-- WHAT YOU NEED TO DO --
Return each line of the data below verbatim; pictures are to be left out.

-- PROVIDED RECORDS --

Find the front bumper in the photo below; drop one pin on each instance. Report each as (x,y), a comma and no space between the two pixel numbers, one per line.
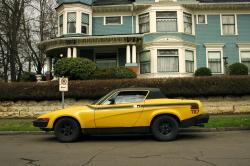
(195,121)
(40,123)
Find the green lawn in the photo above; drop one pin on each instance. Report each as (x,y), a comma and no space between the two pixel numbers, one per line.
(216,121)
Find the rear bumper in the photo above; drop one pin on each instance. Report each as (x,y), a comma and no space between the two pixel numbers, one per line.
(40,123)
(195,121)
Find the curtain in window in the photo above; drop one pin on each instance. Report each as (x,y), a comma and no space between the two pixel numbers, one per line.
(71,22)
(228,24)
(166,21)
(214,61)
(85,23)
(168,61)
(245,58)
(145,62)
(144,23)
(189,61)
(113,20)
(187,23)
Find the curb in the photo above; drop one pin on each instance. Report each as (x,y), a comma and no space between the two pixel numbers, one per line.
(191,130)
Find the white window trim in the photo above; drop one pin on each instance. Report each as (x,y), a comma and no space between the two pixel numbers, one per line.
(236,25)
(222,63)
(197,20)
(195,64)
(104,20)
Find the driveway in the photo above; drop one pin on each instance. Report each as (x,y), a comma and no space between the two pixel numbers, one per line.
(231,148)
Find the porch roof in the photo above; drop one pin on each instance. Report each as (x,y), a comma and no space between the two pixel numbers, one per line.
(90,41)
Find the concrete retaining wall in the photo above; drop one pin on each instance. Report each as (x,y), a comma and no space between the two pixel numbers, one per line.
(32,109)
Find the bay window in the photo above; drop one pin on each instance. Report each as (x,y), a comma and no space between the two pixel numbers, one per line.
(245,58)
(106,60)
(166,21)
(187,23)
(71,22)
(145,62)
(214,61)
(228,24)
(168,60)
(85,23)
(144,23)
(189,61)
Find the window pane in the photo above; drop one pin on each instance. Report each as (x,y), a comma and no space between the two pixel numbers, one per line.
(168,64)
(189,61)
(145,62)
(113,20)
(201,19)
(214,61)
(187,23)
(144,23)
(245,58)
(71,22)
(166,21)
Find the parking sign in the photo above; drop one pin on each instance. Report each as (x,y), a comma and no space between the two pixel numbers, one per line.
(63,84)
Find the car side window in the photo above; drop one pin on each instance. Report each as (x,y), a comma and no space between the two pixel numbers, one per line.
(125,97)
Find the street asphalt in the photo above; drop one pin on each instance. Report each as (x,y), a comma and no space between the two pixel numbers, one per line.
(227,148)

-- FINISHED ANSWER --
Find the front bumper in the photo below; drop one pin on each instance. Report each as (x,y), a comma and no space between the two pixel numbers, one per line.
(195,121)
(40,123)
Find the green lawn in the photo above; drop one pin on each instance. Report each as (x,y), a comma and no space between the two pixel numbers, one per line.
(216,121)
Find the rear bumper in the photo above; drop one pin on each instance. Report each as (x,y), a comma and no space between the two pixel numbers, one per line.
(40,123)
(195,121)
Find the curtain in window in the photo above; drop one pin on each instance. Report each as (x,y), a comma and no space between the two pixel numbers, one per line.
(71,22)
(228,24)
(166,21)
(214,61)
(85,23)
(168,61)
(245,58)
(145,62)
(144,23)
(189,61)
(113,20)
(187,23)
Find the curb in the photo above; drop one pin on each instance. Report each as (x,y), a comma and no space between the two pixel numbers, one per line.
(191,130)
Find the white window trim in the photo above; drop one pin on each instance. Report each as (x,y), a comma and no space between the two pixel numbers, one per line.
(236,25)
(222,63)
(197,20)
(195,64)
(104,20)
Find the driveway in the photo above; drop one pin on each instance. Report each as (x,y), a comma and no space between the two pixel numbers, one per line.
(231,148)
Find the porch roof in the photo above; drop one pin on each instance. Report each as (x,y), a comma and no space between the two pixel numbers, one per line.
(90,41)
Find the concrete retaining wall in the photo above; drop one pin on each instance. Report each as (x,y), a comma and no space between the two pixel numbers, one per line.
(32,109)
Find the bay window in the photo above; drop one pin on each instance. Report each as (x,y), a comma and no space between the two pixel numbers, one per line.
(245,58)
(106,60)
(166,21)
(187,23)
(71,22)
(145,62)
(214,61)
(228,24)
(168,60)
(85,23)
(144,23)
(189,61)
Find the window pane in the photo above; drop one pin on each instance. Report each as (x,y), a comma and no space between the two pixel numbers, one per line.
(168,64)
(189,61)
(145,62)
(113,20)
(201,19)
(214,61)
(187,23)
(144,23)
(245,58)
(71,22)
(166,21)
Find the parking sign in the photo above; drop one pin on each instance. Report each as (x,y), a comma and no space between the two pixel numbers, one per line.
(63,84)
Find the car side window in the photo above; drop one pin on each instance. Report each as (x,y), a comma and no space between the two pixel numbers, one per line.
(125,97)
Find the street asphalt in the photo above; drop one pin on each instance. Report each as (x,y), a comma and no space between the two pixel numbers, one per line.
(227,148)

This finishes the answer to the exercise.